-- START OF Exercise material --

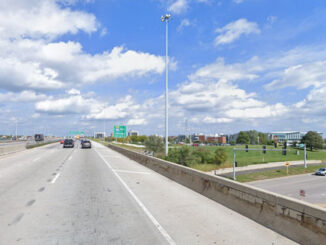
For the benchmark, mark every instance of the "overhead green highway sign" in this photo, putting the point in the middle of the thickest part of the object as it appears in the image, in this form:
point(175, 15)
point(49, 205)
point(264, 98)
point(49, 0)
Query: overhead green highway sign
point(76, 132)
point(120, 131)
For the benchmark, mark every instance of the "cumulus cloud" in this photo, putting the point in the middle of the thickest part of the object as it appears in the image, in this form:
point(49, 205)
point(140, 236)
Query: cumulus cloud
point(24, 96)
point(33, 18)
point(179, 6)
point(184, 23)
point(234, 30)
point(92, 109)
point(301, 76)
point(220, 71)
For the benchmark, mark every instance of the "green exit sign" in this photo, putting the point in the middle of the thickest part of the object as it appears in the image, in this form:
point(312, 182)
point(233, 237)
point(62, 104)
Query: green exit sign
point(120, 131)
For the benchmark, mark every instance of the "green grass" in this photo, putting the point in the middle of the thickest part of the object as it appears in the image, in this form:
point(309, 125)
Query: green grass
point(39, 144)
point(257, 157)
point(269, 174)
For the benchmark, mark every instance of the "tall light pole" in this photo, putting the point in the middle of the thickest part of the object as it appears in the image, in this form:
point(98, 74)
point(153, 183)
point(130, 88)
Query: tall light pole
point(166, 18)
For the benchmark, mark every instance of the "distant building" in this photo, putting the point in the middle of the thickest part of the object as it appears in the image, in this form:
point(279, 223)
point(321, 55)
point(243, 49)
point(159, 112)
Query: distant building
point(99, 135)
point(180, 138)
point(133, 133)
point(216, 139)
point(290, 136)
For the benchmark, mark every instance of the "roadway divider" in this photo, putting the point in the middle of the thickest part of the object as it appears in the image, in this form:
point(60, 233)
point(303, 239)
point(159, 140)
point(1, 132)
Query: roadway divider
point(298, 220)
point(7, 149)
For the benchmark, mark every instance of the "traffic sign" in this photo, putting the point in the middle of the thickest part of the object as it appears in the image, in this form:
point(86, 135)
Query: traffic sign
point(287, 164)
point(120, 131)
point(76, 133)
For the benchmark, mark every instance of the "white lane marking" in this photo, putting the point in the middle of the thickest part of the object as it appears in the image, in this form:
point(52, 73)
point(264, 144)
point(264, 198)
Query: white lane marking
point(131, 172)
point(36, 159)
point(146, 211)
point(55, 178)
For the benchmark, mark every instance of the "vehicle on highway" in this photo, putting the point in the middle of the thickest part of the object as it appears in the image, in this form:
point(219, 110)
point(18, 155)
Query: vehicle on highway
point(321, 171)
point(86, 144)
point(39, 137)
point(68, 143)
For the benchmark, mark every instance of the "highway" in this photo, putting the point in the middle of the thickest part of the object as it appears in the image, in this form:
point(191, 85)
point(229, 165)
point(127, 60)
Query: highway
point(313, 186)
point(51, 195)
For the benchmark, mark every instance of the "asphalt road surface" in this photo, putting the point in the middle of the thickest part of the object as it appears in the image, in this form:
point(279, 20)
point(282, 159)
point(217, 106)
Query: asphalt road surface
point(51, 195)
point(313, 186)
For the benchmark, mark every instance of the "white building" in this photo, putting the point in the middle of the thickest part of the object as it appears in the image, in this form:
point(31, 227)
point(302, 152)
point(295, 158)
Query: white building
point(99, 135)
point(289, 136)
point(133, 133)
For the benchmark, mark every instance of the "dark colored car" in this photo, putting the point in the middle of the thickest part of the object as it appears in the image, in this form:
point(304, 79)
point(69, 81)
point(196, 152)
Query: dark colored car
point(68, 143)
point(321, 171)
point(86, 144)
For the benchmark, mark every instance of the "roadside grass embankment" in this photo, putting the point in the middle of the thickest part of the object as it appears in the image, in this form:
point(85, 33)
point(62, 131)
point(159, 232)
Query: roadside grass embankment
point(277, 173)
point(246, 158)
point(31, 146)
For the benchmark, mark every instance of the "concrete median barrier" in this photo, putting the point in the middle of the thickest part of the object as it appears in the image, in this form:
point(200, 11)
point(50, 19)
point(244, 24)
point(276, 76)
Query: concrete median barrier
point(295, 219)
point(7, 149)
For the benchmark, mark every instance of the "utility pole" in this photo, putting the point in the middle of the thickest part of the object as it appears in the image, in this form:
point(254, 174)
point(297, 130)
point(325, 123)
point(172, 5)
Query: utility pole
point(166, 18)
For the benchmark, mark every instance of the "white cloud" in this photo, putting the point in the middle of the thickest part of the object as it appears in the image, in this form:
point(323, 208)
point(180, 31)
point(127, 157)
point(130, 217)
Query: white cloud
point(301, 76)
point(24, 96)
point(220, 71)
point(137, 121)
point(234, 30)
point(33, 18)
point(184, 23)
point(73, 92)
point(179, 6)
point(75, 104)
point(18, 75)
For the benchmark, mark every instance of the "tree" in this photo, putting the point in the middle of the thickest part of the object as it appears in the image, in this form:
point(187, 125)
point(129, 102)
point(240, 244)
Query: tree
point(142, 138)
point(183, 155)
point(253, 136)
point(134, 139)
point(204, 154)
point(243, 138)
point(262, 138)
point(220, 156)
point(154, 143)
point(313, 140)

-- END OF Exercise material --

Task goal |
Quote each record exactly as it stands, minus the pictures.

Answer in full |
For the benchmark, mark every instance of the "overhead green highway sign" in this photo, putting the point in the middle of the thickest part of the object as it appears in the image, in this form:
point(175, 15)
point(49, 205)
point(264, 98)
point(49, 0)
Query: overhead green highway sign
point(76, 132)
point(120, 131)
For the benchmark, mark every instance of the "cumulus cloud" in this photo, putting the point in the middle of the thickest part of the object as it appears in the image, in this form:
point(49, 205)
point(140, 236)
Query: cumulus cloud
point(24, 96)
point(33, 18)
point(179, 6)
point(184, 23)
point(234, 30)
point(92, 109)
point(301, 76)
point(220, 71)
For the benchmark, mark every instance of the "green exit sign" in this photo, putting the point in the middle of the thickest part of the object as it appears in the image, in this form:
point(312, 182)
point(233, 237)
point(62, 104)
Query: green exit sign
point(120, 131)
For the benchmark, mark every instance of the "green grass" in this photo, putting the point in the middle of the thickest part of the object as it appears in the image, in this form:
point(309, 125)
Query: green grass
point(39, 144)
point(257, 157)
point(269, 174)
For the benchmark, mark every instance of the "tall light pole" in this photo, putting the point in the middle of the thickest part of the object as it appears in the image, in this form:
point(98, 74)
point(153, 183)
point(130, 88)
Query: tall light pole
point(166, 18)
For the benchmark, mark every instance of the "distant building" in this photo, putting the point in the middle of the thickest part of the object as it appears in the image, in this form:
point(279, 223)
point(321, 55)
point(243, 49)
point(159, 112)
Query: distant building
point(99, 135)
point(180, 138)
point(133, 133)
point(216, 139)
point(290, 136)
For the benchmark, mark every instance of the "roadway divider" in this photo, putting the point in the middle of the thickest part of the object as it appears in the image, in this form:
point(60, 233)
point(303, 239)
point(159, 140)
point(1, 132)
Query: roadway divider
point(298, 220)
point(7, 149)
For the benchmark, mark every instance of the "traffic sign" in this photo, putting the point in the middle of the thickest part of the object as it appears in the image, in this form:
point(86, 135)
Query: traffic sign
point(287, 164)
point(120, 131)
point(76, 133)
For the benchmark, mark every instance of the "white lane marking" in this photo, putting the point in the middle of the thickest part of the object as it appears in the image, in this form:
point(52, 73)
point(264, 144)
point(264, 198)
Query: white lane marking
point(131, 172)
point(36, 159)
point(146, 211)
point(55, 178)
For the benchmark, mark every instance of the "vehicle on highway" in this photo, putting the point in the middle of the thickest part of the object as it appears in the image, in this form:
point(219, 110)
point(18, 155)
Query: vehicle on highway
point(321, 171)
point(86, 144)
point(39, 137)
point(68, 143)
For the benchmark, mark every instance of the "highway" in this photo, putting the point in the middle of the thickest part of the object as it appears in the image, in this form:
point(191, 85)
point(229, 165)
point(127, 60)
Query: highway
point(313, 186)
point(51, 195)
For the benchmark, mark every instance of the "asphalt road surface" in this photo, putting the point in the middle of the thickest part of the object as it appears in the image, in this form:
point(279, 20)
point(282, 159)
point(217, 106)
Query: asphalt road surface
point(51, 195)
point(313, 186)
For the benchmark, mark every instance of the "white building" in this photo, putting the point in the middle of the thickest part of the object as it appears in the image, in this form:
point(31, 227)
point(302, 152)
point(295, 158)
Query: white building
point(99, 135)
point(289, 136)
point(133, 133)
For the benchmark, mark every instance of the "dark colored car" in this photo, putting the point in the middle of the thickest part of the object as it appears in the image, in this form:
point(304, 79)
point(69, 81)
point(196, 152)
Query: dark colored car
point(68, 143)
point(321, 171)
point(86, 144)
For the benchmark, mark every instance of the "roadside grass embankment" in this photo, putting the point in the middle of the thickest part of the object as it appears in the image, in this form:
point(85, 33)
point(62, 131)
point(159, 232)
Query: roadside grass embankment
point(277, 173)
point(246, 158)
point(31, 146)
For the benchmark, mark every instance of the "concrete median barrier" in this photo, putting the point in the middle of the thickest part of the object as it appears in the image, in this form:
point(200, 11)
point(50, 19)
point(244, 24)
point(276, 76)
Query: concrete median barrier
point(295, 219)
point(7, 149)
For the benchmark, mark every instance of the "utility pole" in this photo, putting the point in the middle of the thickest part of the object as it appears in the image, in this form:
point(254, 174)
point(297, 130)
point(325, 123)
point(172, 5)
Query: utility pole
point(166, 18)
For the benchmark, mark every instance of the "white cloud" in this photo, putting the point in the middle of the thickest part of the object as it appears in the image, in this form:
point(323, 208)
point(180, 31)
point(127, 157)
point(130, 217)
Query: white cloud
point(301, 76)
point(24, 96)
point(220, 71)
point(137, 121)
point(234, 30)
point(33, 18)
point(184, 23)
point(73, 92)
point(179, 6)
point(75, 104)
point(18, 75)
For the benchmark, mark every instance of the "tree" in this photo, putting the point in the middle of the thickest part of the object as it appears in the image, in this form:
point(187, 125)
point(129, 102)
point(240, 244)
Query: tree
point(142, 138)
point(183, 155)
point(253, 136)
point(134, 139)
point(204, 154)
point(243, 138)
point(262, 138)
point(220, 156)
point(154, 143)
point(313, 140)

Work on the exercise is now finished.